====== Textauszug

01.05.2005

Skandalöse Politik

Kommentar von James Heartfield

Politische Skandale haben seit den 90er-Jahren die Stellung der gewählten Volksvertreter gegenüber demokratisch nicht legitimierten Institutionen geschwächt. James Heartfield über moderne Saubermänner und wie sie den demokratischen Prozess untergraben.

Gesucht wird ein Mann mit weißer Weste, der bei der Parlamentswahl im Mai gegen Premierminister Tony Blair antritt. Der Aufruf kam von einer der führenden linksorientierten Zeitungen Großbritanniens, dem Guardian, in Anspielung auf den Journalisten Martin Bell, der als politischer Saubermann 2001 gegen den konservativen Unterhausabgeordneten Neil Hamilton antrat, der damals der Bestechung beschuldigt worden war. Heute weiß man: Bells unabhängige Kandidatur war eine Erfindung des PR-Managers der Labour Party, Alistair Campbell. Doch seinerzeit wurde sie als Protest gegen die politische Klasse gefeiert. Auch dieses Jahr hoffte die von Blair enttäuschte britische Linke offenbar wieder, mit Korruptionsvorwürfen gegen die amtierende Regierung punkten zu können.
Das gilt unter etwas anderen Vorzeichen auch für die deutsche CDU: sie hofft, die Visa-Affäre und der Ansehensverlust der Grünen werde ihr bei den bevorstehenden Landtagswahlen in Nordrhein-Westfalen Gewinne bescheren. Seit Monaten wird Deutschland mit Vorgängen im deutschen Außenministerium traktiert, die mindestens drei Jahre zurückliegen und mit der anstehenden Wahlentscheidung inhaltlich rein gar nichts zu tun haben. Aber scheinbar trauen Politiker ihren eigenen inhaltlichen Standpunkten weniger Mobilisierungskraft zu als dem unwürdigen Spiel mit dem verbreiteten Misstrauen gegenüber „denen da oben“.


Mitte der 90er-Jahre häuften sich in der ganzen westlichen Welt politische Skandalberichte über Bestechung, Machtmissbrauch und sexuelles Fehlverhalten führender Politiker. Am bedeutendsten war der „Tangentopoli“-Skandal in Italien. Hier ermittelten die Untersuchungsrichter gegen die Führer der wichtigsten politischen Parteien, Giulio Andreotti von den Christdemokraten (DC) und Bettino Craxi von den Sozialisten (PSI). Höhepunkt des Skandals war die Amtsenthebung der Regierung durch die Mailänder Untersuchungsrichter, die seither der politischen Klasse des Landes immer wieder gerichtlich auf den Zahn fühlen. Doch auch andere Regierungen wurden durch Skandale erschüttert, angefangen bei der von Premier Deheane in Belgien, wo am 20. Oktober 1996 in Brüssel 250.000 Demonstranten führende Politiker der Mittäterschaft bei Kindesmissbrauch beschuldigten, bis hin zur Verwicklung der Clinton-Regierung in die „Whitewater“-Untersuchung unter Kenneth Starr, in deren Gefolge die Affäre des Präsidenten mit Monica Lewinsky aufgedeckt wurde.

============
====== Bereitgestelltes Material

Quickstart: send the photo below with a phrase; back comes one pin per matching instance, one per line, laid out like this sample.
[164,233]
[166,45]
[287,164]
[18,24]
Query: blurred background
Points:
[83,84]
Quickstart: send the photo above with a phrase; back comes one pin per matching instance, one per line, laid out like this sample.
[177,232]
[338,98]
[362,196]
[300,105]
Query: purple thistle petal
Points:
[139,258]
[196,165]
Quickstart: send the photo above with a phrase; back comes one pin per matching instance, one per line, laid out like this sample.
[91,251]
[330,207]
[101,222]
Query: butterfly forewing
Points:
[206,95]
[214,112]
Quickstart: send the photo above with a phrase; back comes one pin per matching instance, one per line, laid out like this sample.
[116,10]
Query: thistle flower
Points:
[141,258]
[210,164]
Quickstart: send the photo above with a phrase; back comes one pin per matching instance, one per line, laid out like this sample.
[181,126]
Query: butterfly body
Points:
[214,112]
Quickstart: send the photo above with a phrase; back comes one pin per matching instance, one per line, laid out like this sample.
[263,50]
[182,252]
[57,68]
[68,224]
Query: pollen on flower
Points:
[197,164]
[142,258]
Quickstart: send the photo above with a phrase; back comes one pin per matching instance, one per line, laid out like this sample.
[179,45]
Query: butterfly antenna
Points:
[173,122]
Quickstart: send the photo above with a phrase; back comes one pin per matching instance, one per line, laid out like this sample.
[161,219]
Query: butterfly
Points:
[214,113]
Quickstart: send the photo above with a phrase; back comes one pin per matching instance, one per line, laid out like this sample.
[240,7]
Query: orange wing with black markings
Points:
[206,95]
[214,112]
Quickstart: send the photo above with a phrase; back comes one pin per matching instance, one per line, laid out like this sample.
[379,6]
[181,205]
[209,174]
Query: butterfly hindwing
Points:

============

Aufgaben.
1. An welchem Tag beschuldigten laut dem Kommentar über politische Skandale 250.000 Demonstranten in Brüssel führende Politiker?
2. Nenne jede Zeile der Datensätze, in der das Wort "flower" vorkommt.

Lösungen.
1. Am 20. Oktober 1996.

2.
Query: thistle flower
Query: pollen on flower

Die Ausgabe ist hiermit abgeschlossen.